Jubilee, aka Jessica Gentile, is the reigning queen of the Brooklyn bass scene. The Miami native’s spicy medley of tropical beats, dancehall rhythms, and sassy rap anthems have been known to scald club dancefloors, and her playful personality on Radio Lily and Brooklyn Radio has earned her respect as a bass music tastemaker. Her latest EP, Pull Ova, is released today on Mixpak Records, and DJs are already dropping the grimey Miami bass track “I-95″. This Thursday Jubilee stops by our hood at Middlesex Lounge to celebrate her EP release and thaw our winter-weary bones.

I chatted with Jubilee a couple of days after she opened and closed for Disclosure at Output in Brooklyn on the 18th. She was still in recovery mode but pulled through to share some insights on her diverse musical background, the Brooklyn scene, and her DJSOTW featured mix.

You just played at Output with Samo Sound Boy and Disclosure. How was that?

**DIRECTIVE:**
Carry the Jubilee interview on from its last line.

**DATA LINES:**
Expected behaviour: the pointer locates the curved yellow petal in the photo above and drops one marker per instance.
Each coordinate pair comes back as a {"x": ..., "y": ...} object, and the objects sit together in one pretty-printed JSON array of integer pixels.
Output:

**EXPECTED ANSWER:**
Yeah, I played on Saturday night and it was a totally long night because I opened and closed so I played like 10-1 and 4:30-6:30. Yesterday I was like bed ridden, only just from being so tired, not even from partying, because I couldn’t really party, you know?

I saw a picture you posted on instagram that looked like you were a little worse for wear
[laughs] Yeah! I was like dying.

You grew up in Florida, right? How do you think that influenced you musically?
I listened to the radio a lot growing up and it played a lot of local music so it actually influenced me a lot.

I think that all the noises I use – even if I try to venture away from it – I wind up with a very Miami sound, only because it’s my favorite music ever and something I grew up with.

It’s not a secret that I make Miami bass sounding music. I like a lot of Latin sounding stuff, I like a lot of dancehall; all of those things definitely have to do with where I grew up. [In New York] I live in a really Dominican neighborhood, and New York also shares a few of the sounds from [Miami] because there’s a really big Latin population, and New York is really into freestyle music and stuff like that. So I feel like I’m like a hybrid of both.

What would you say is unique about the Brooklyn music scene as compared to other cities?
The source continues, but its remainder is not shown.